Records from a data collection:
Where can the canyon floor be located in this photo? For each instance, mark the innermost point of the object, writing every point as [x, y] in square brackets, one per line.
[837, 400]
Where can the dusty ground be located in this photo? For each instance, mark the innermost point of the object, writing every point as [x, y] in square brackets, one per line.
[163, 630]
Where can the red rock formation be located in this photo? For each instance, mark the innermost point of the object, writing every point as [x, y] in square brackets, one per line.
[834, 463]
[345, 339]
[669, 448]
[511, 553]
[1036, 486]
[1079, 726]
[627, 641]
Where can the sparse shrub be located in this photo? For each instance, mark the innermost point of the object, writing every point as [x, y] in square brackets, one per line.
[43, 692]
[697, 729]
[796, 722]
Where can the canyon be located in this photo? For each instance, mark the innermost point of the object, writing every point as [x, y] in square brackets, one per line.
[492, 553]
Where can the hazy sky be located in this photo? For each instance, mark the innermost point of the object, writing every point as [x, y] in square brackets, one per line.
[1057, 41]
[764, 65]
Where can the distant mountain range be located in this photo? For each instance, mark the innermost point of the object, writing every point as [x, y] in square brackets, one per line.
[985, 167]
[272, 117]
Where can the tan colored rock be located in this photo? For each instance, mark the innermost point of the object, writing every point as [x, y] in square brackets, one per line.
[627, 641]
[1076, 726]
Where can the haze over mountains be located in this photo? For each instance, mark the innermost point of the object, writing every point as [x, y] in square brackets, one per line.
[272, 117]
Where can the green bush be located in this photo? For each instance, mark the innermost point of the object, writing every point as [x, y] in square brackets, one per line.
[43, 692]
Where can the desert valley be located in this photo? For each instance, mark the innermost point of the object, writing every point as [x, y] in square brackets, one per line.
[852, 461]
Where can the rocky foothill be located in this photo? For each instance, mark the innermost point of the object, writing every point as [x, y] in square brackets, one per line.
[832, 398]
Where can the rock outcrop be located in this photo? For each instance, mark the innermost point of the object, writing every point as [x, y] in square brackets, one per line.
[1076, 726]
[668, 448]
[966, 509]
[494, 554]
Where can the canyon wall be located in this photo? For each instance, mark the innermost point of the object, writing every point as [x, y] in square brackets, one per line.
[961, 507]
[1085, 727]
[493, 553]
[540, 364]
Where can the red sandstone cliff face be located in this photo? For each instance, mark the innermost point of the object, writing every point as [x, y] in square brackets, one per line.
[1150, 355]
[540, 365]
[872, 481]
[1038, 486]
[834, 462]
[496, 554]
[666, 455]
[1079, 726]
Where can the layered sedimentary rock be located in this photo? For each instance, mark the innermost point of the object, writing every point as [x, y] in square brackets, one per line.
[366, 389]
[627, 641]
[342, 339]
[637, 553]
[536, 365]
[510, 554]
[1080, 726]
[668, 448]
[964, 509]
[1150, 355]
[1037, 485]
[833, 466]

REQUIREMENT: Rewrite all of the material above, swapping "innermost" for "central" everywhere it occurs and keeping everything else unchanged.

EXERCISE OUTPUT:
Where can the canyon floor be located in this photo? For each instance, mark the central point of the object, writing every point as [x, y] in square brackets, one per line.
[837, 400]
Where can the dusty ground be located in this photo? For each instance, mark the central point of the object, writing every point as [x, y] in square brackets, one per line.
[163, 630]
Where can the red rock formation be located in this photo? For each instance, mark the central point of the object, writing every point as [x, y] in square brackets, one per line.
[834, 463]
[345, 339]
[669, 448]
[511, 553]
[1036, 486]
[1079, 726]
[627, 641]
Where can the sparse shrub be located in this photo? For each instance, mark the central point of the object, writing every point as [x, y] in square brackets, one per line.
[43, 692]
[697, 729]
[796, 722]
Where can the canyon be located in this photo? For each instance, mark the central point of the object, writing every point as [x, y] in square brackets, one per line.
[492, 553]
Where can the hazy sky be located in this photo? For each instance, mark the central point of the object, writing every point as [x, y] in square brackets, one per line.
[1057, 41]
[764, 65]
Where can the distant mountain range be located in this photo? For each instance, mark the central point of the object, writing every point as [x, y] in square brackets, one per line.
[985, 167]
[272, 117]
Where can the tan colored rock be located in this photo? For each instance, mark the central point of the object, writing every point as [x, y] in square brackets, one per line.
[627, 641]
[1076, 726]
Where can the haze over mountains be located in this photo? For each instance, mark the central point of the object, writing every point as [x, y] in square brackets, one per line.
[272, 117]
Where can the green bush be located in this photo? For each instance, mark the central point of the object, writing every point as [x, y] in square brackets, one per line.
[43, 692]
Where can the desert valley be located in this photo? For each instance, mark the central point of the object, writing every point as [x, y] in square brackets, one per line.
[852, 461]
Where can the rocky foothill be located in this photo? For each instance, mark the central point of the object, writing every point as [x, y] in square brackets, one per line.
[832, 398]
Where can the rock outcrop be located in this photo? For each instance, mark the central point of the object, writing every point as [x, y] in square brackets, one per line.
[1076, 726]
[668, 448]
[966, 509]
[494, 554]
Where can the canyon wall be located in this photo? For each instance, mark the central point of the object, writing every point as [x, y] in square brackets, one per line.
[961, 507]
[1085, 727]
[493, 553]
[540, 364]
Where can the red sandstone cliff face be located in this photo? For each instance, mark the central point of the object, writing every point as [x, y] in square brackets, one per line.
[1150, 355]
[540, 365]
[872, 481]
[1038, 486]
[834, 462]
[496, 554]
[666, 455]
[1079, 726]
Where can the layered sedimentary rock be located in this photo? For each instance, mark the central point of the object, writing every point as [x, y] in square brackets, one per line.
[366, 389]
[627, 641]
[342, 339]
[637, 553]
[536, 365]
[510, 554]
[1080, 726]
[668, 448]
[964, 509]
[1150, 355]
[1037, 485]
[833, 466]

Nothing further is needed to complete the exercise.